# Text shown
════
Right now i think i have the most heavy and broken heart. Today we made the heartbreaking decision to rehome Jasmine
I am sooo torn up and devistated over this. I feel like i can't help her anymore though and just don't know what else to do for her.
Jasmine is my torti-point Colorpoint Shorthair. I've had her for several years now (i adopted her as a resuced adult). A little over a year ago, when i decided to move three of my cats into Colin's house and out of my mom's home i took Jasmine, Isabella, and Velvet (kojak was already here). I left behind three of my other animals that were too closely bonded to my mom to move at her request. (My 13yr old wolf mix, my rabbit Sophie, and my other cat Abilene.) It broke my heart to take 3 and leave the other 3 but i knew at the time it was the right decision as i took the ones who were most bonded to me and my mom wanted to keep the ones who were most bonded to her.
Since the move well over a year ago- the other cats have done amazingly well- they love the extra space, they've all bonded well to Kojak and the dogs and they just seem to have flourished here. Jasmine on the other hand has regressed. So much so that it's just horrible to watch and deal with on a day to day basis
I have made numerous posts about her as far as behavior and peeing in the house goes and have tried more suggestions than i can count. I have taken her to seven (yes seven!) different vets for testing and to rule out medical issues as the source of her peeing inside of the house. All medical problems have been ruled out and the poor dear has been through test after test. All of the vets have said it is behavior related.
════
# Work order
Reproduce the post about rehoming Jasmine word for word, beginning at the words "Since the move" and stopping after "is behavior related.". The items have no connection to the post about rehoming Jasmine.

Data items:
════
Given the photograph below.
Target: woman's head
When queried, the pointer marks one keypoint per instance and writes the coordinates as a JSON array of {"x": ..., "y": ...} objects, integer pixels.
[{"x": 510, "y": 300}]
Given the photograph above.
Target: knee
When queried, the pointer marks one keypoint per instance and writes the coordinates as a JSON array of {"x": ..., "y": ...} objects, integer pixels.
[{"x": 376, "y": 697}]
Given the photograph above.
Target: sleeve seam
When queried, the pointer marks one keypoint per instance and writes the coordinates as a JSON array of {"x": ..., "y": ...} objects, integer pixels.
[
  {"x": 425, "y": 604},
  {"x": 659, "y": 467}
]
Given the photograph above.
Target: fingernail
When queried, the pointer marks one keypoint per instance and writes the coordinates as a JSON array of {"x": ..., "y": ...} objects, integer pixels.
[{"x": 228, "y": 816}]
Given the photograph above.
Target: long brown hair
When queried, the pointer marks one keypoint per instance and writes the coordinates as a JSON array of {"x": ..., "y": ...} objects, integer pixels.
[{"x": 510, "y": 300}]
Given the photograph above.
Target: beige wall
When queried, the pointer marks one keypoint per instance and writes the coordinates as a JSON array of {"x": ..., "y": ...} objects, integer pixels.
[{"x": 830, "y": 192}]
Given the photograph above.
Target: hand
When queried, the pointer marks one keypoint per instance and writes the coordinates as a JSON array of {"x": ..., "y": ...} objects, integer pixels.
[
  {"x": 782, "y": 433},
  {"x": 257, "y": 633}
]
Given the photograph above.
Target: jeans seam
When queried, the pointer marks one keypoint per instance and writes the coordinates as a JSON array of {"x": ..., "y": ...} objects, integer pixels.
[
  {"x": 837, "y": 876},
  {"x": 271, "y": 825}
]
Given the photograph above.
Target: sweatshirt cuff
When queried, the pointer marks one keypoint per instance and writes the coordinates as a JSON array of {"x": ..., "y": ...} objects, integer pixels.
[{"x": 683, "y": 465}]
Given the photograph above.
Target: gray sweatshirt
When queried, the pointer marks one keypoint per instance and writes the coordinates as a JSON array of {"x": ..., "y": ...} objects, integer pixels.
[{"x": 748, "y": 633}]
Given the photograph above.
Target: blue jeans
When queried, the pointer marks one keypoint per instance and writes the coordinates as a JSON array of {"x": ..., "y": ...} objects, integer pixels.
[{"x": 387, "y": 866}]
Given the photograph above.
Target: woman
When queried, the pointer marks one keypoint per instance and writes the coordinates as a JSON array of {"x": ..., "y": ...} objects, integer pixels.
════
# Solution
Since the move well over a year ago- the other cats have done amazingly well- they love the extra space, they've all bonded well to Kojak and the dogs and they just seem to have flourished here. Jasmine on the other hand has regressed. So much so that it's just horrible to watch and deal with on a day to day basis
I have made numerous posts about her as far as behavior and peeing in the house goes and have tried more suggestions than i can count. I have taken her to seven (yes seven!) different vets for testing and to rule out medical issues as the source of her peeing inside of the house. All medical problems have been ruled out and the poor dear has been through test after test. All of the vets have said it is behavior related.